Jury awards $2.6 million in asbestos case

A Baltimore Circuit Court jury's decision yesterday awarded $2.6 million to the wife of a 67-year-old Pasadena man who died of lung disease in 2001 - the result of exposure to asbestos while working during his college days as a summer employee in the Coast Guard yard at Curtis Bay.

After five hours of deliberation, jurors decided that Barbara Hunter should receive $4.2 million for wrongful death, but it was reduced to $600,000 under a state law mandating a limit of $600,000.


The jurors awarded $2 million for damage to her marital relationship.

Her husband, Harry Hunter, developed mesothelioma from asbestos exposure in 1956 when he worked as an electrician for 33 days at the Curtis Bay yard, the plaintiffs' lawyers said in the lawsuit filed against Owens-Illinois, a Toledo, Ohio-based company.


The legal team from the law firm of Peter G. Angelos argued that Hunter was heavily exposed to Kaylo, an asbestos covering once used to insulate steam pipes.

"Mr. Hunter suffered an excruciating, brutal, unnecessary death," lead attorney Gary J. Ignatowski said last night.

Scott Patrick Burns, an attorney for the company, said it would appeal the decision.

Burns said no ships were at the yard that would have required the use of Kaylo while Hunter was there, and that there was no evidence that the company's product was the sole cause of Hunter's illness.

Mrs. Hunter declined to comment on the case last night.

▶ _Available data_:
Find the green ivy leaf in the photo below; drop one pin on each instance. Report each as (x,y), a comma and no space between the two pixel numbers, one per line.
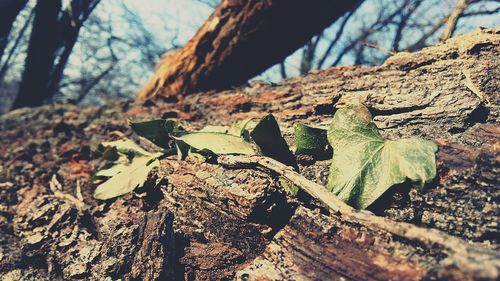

▶ _Problem to work on_:
Rewrite the stretch of the asbestos article from "Jury awards $2.6" through "Toledo, Ohio-based company.", putting "jury members" in place of "jurors".

▶ _Exercise output_:
Jury awards $2.6 million in asbestos case

A Baltimore Circuit Court jury's decision yesterday awarded $2.6 million to the wife of a 67-year-old Pasadena man who died of lung disease in 2001 - the result of exposure to asbestos while working during his college days as a summer employee in the Coast Guard yard at Curtis Bay.

After five hours of deliberation, jury members decided that Barbara Hunter should receive $4.2 million for wrongful death, but it was reduced to $600,000 under a state law mandating a limit of $600,000.


The jury members awarded $2 million for damage to her marital relationship.

Her husband, Harry Hunter, developed mesothelioma from asbestos exposure in 1956 when he worked as an electrician for 33 days at the Curtis Bay yard, the plaintiffs' lawyers said in the lawsuit filed against Owens-Illinois, a Toledo, Ohio-based company.